** Texte **
^^^^^^^^

La seconde contrainte, c’est l’adaptabilité, l’environnement, le climat. Il y a beaucoup de choses qui ont un impact et c’est la raison pour laquelle on a prévu un accompagnement psychosocial pour ce volet.
Comment se fait concrètement l’accompagnement pour l’insertion économique des expatriés étant donné qu’on ne s’improvise pas entrepreneur du jour au lendemain ?
Nous sommes en étroite collaboration avec des institutions mises en place par l’Etat pour accompagner les porteurs de projets comme je le disais tantôt. Nous sommes juste un support, une plateforme de mise en relation avec ces institutions là. Nous travaillons de manière très bénévole, et comme je vous l’ai dit nous sommes de jeunes leaders très engagées, et nous sommes tous des entrepreneurs, tout ce que nous voulons c’est d’apporter une touche très particulière au mouvement associatif concernant l’immigration. Parce que nous ne pouvons pas être spectateurs de certaines choses. Si toutefois on acquière de l’expérience de l’expertise, et qu’on ne le partage pas, ca ne sert absolument à rien. Ca n’a aucun sens, Il faut dire également qu’il y a des expatriés qui ne sont pas au courant de l’existence de ces institutions là. Ce qui fait que nous sommes aussi une plateforme d’information par rapport à ces institutions qui sont disposées à accompagner ces expatriés. Nous avons aussi dans notre Plateforme, de jeunes leaders qui ont un savoir faire dans tous les domaines que ce soit dans l’agriculture, dans l’immobilier etc, et qui sont qui sont disposés à partager ce savoir faire avec les expatriés porteurs de projets.

^^^^^^^^

** Liste fournie **
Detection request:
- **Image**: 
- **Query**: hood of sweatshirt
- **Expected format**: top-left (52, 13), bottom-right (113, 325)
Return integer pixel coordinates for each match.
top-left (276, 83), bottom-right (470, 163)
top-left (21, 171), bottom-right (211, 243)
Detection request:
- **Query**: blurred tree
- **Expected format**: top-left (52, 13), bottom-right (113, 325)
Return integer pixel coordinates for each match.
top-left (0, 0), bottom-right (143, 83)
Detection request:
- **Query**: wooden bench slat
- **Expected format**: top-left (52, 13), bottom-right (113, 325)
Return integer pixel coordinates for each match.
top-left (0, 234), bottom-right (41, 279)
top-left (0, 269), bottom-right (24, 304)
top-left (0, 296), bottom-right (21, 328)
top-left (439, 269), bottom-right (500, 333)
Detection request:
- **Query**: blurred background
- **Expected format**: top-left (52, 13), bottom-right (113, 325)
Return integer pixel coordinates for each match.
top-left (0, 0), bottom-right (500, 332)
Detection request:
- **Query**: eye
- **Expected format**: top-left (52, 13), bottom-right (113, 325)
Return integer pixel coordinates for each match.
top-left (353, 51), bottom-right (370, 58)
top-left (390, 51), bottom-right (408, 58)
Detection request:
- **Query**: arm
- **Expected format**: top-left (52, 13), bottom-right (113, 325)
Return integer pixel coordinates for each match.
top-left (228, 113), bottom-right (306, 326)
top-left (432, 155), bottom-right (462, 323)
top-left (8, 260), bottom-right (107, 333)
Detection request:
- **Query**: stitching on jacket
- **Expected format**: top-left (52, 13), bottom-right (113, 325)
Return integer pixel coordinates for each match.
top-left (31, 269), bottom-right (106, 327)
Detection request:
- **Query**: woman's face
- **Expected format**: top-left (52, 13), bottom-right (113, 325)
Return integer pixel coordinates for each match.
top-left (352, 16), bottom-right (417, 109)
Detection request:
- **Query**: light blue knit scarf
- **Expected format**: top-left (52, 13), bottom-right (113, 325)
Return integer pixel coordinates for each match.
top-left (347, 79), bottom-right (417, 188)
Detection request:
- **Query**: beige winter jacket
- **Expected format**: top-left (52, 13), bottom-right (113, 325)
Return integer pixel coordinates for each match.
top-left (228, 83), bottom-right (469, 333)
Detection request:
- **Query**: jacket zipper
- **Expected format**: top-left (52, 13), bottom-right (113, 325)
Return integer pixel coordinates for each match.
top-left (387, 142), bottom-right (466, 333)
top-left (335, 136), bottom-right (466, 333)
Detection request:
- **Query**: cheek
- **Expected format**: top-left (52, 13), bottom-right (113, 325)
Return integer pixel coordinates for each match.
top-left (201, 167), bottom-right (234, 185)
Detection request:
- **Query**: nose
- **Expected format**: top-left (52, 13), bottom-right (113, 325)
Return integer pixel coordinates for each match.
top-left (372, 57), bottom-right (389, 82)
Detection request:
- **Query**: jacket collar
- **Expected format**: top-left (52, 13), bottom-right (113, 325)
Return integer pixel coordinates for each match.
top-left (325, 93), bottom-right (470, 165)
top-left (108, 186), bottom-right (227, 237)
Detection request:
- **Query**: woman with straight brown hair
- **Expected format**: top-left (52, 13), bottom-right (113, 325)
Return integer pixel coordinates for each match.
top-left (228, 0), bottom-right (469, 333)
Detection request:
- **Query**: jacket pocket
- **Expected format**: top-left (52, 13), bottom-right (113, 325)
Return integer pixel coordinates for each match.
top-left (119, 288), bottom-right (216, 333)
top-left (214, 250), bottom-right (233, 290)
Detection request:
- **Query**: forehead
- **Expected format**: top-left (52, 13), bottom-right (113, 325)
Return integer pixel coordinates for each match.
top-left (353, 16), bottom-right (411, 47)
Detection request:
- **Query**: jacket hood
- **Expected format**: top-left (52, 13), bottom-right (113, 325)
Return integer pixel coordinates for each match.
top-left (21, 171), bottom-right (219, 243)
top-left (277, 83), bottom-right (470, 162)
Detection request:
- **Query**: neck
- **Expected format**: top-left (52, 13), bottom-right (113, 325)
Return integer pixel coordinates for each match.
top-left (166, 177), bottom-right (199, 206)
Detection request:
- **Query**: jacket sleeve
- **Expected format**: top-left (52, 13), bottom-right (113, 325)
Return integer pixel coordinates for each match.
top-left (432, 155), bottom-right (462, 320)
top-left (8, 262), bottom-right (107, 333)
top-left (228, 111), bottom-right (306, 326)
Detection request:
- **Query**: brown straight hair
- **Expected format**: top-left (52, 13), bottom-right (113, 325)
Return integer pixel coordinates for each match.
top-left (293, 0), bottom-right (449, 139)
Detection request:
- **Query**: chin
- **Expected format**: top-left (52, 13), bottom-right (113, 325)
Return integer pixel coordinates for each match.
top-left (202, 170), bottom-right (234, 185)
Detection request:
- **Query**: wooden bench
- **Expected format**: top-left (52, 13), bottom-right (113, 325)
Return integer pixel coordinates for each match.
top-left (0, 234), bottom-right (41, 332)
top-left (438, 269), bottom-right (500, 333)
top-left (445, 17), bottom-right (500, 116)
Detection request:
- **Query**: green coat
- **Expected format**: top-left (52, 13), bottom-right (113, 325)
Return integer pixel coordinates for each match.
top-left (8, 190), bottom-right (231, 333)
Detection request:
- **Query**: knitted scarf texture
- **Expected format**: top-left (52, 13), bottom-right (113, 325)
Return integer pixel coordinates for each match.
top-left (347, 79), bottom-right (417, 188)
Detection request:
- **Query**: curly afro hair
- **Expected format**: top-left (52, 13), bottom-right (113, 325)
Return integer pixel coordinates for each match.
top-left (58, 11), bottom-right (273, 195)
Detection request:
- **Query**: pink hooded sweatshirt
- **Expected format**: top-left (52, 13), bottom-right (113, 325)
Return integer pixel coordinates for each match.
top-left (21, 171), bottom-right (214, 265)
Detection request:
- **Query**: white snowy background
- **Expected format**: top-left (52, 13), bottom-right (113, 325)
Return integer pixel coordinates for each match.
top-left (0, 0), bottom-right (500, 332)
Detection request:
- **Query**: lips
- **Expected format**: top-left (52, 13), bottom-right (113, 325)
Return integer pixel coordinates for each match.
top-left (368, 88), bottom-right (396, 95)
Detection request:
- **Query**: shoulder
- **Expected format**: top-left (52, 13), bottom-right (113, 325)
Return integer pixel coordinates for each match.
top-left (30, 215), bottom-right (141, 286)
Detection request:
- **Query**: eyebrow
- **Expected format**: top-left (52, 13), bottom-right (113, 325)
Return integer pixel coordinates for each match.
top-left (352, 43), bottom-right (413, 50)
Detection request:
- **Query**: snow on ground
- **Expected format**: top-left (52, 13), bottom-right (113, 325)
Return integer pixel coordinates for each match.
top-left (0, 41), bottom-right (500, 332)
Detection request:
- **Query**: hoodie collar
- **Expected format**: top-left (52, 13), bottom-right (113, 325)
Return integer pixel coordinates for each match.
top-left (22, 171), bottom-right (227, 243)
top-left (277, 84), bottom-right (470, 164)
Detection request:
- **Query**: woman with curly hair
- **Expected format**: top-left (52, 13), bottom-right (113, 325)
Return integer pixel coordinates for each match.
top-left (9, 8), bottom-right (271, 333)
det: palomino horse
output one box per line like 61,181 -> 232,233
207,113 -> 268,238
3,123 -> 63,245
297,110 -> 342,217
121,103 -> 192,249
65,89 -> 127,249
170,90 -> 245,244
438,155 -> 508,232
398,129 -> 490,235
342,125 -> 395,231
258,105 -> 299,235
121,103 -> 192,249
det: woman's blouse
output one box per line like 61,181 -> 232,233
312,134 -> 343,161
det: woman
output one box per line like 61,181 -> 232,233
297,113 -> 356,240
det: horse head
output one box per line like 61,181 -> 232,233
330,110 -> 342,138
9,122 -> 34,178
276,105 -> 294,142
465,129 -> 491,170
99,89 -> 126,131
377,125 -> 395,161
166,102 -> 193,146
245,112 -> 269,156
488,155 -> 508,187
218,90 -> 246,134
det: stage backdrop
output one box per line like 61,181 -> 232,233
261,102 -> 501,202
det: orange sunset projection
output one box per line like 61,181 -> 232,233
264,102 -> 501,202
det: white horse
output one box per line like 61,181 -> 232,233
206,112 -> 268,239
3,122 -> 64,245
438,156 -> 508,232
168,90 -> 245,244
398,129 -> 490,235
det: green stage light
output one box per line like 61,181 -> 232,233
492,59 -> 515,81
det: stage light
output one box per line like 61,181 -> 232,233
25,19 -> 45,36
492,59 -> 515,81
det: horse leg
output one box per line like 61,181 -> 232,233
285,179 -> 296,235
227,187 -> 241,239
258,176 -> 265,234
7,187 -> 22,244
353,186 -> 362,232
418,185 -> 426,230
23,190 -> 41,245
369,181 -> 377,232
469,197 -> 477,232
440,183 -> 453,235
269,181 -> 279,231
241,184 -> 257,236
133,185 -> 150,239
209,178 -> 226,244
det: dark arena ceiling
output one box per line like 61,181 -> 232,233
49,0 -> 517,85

^^^^^^^^

** Consigne **
Indiquez, s'il vous plaît, si chaque affirmation concorde avec le texte, en répondant par oui ou non et en citant mot pour mot les termes décisifs : (a) Le travail d'accompagnement se fait de façon bénévole. (b) Tous les expatriés connaissent l'existence des institutions mises en place par l'État. (c) Les personnes qui s'expriment ne sont pas entrepreneurs. La liste fournie n'est d'aucune utilité ici.

** Exercice corrigé **
(a) Oui : « Nous travaillons de manière très bénévole ».
(b) Non : « il y a des expatriés qui ne sont pas au courant de l’existence de ces institutions là ».
(c) Non : « nous sommes tous des entrepreneurs ».